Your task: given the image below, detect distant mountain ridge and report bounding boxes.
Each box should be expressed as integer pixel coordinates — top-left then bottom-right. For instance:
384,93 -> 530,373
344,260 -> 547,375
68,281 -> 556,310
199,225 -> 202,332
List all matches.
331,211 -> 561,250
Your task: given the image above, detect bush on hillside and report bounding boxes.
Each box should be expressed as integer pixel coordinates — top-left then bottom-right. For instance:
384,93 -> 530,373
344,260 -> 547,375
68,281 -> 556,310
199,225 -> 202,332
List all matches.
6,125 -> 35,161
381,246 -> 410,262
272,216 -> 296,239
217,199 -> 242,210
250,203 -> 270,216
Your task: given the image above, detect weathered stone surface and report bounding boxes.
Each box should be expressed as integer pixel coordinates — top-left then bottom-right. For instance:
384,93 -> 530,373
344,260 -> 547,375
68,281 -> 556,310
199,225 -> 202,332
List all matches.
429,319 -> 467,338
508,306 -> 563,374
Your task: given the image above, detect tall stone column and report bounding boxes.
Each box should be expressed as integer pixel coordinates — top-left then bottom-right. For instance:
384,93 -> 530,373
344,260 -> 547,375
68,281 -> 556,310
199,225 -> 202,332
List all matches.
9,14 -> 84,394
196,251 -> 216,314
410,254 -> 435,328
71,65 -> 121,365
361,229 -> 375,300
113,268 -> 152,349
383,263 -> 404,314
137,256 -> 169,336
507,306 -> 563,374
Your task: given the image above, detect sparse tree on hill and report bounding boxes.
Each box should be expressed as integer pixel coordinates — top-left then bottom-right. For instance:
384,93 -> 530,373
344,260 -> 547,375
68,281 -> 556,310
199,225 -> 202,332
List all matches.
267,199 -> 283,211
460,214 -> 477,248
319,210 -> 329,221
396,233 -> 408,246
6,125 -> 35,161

## TASK BRIEF
Rewrite all of the lines above, putting "whole-number pixel coordinates" in place of every "integer pixel coordinates" and leaving the rest unchanged.

## REPLY TO THE TASK
Your task: given the image below, detect distant mountain ridge and report bounding boxes.
Each box should be expressed as whole-number pixel coordinates — top-left then bottom-right. For instance:
384,93 -> 530,373
344,260 -> 547,375
68,281 -> 556,310
199,225 -> 202,332
List all matches.
331,211 -> 561,250
Your task: given the image above, detect bush on hillside and report bounding boxes.
Each box should be expressed as whole-number pixel coordinates — top-left then bottom-right. For instance:
384,93 -> 530,373
344,260 -> 547,375
68,281 -> 556,310
199,225 -> 202,332
List all matches.
6,125 -> 35,161
381,246 -> 410,262
272,216 -> 296,239
217,199 -> 242,210
250,203 -> 270,216
Your task: given the image above, detect weathered stone surface and report bounding boxes.
Each box should be expressed as whole-number pixel coordinates — top-left then bottom-right. For instance:
384,93 -> 530,373
344,260 -> 547,375
68,281 -> 556,310
199,225 -> 202,332
List all matches.
429,319 -> 467,338
508,306 -> 563,374
Your task: given the image above, detect tall stone column and report bounding boxes.
Each box should be expressed as whole-number pixel coordinates — top-left then bottom-right. For instance:
384,93 -> 530,373
344,260 -> 547,375
68,281 -> 556,310
199,225 -> 202,332
List all matches.
9,14 -> 84,394
196,251 -> 216,314
410,254 -> 435,328
71,65 -> 121,365
361,229 -> 375,300
113,268 -> 152,349
383,263 -> 404,314
137,256 -> 169,336
507,306 -> 563,374
Your task: given the image above, detect sparse tree on hill and report bounding boxes.
Each box should be expressed as whole-number pixel coordinates — top-left then bottom-right. For instance:
384,93 -> 530,373
344,260 -> 547,375
68,281 -> 556,310
199,225 -> 202,332
List all matches.
267,199 -> 283,211
460,214 -> 477,248
319,210 -> 329,221
396,233 -> 408,246
6,125 -> 35,161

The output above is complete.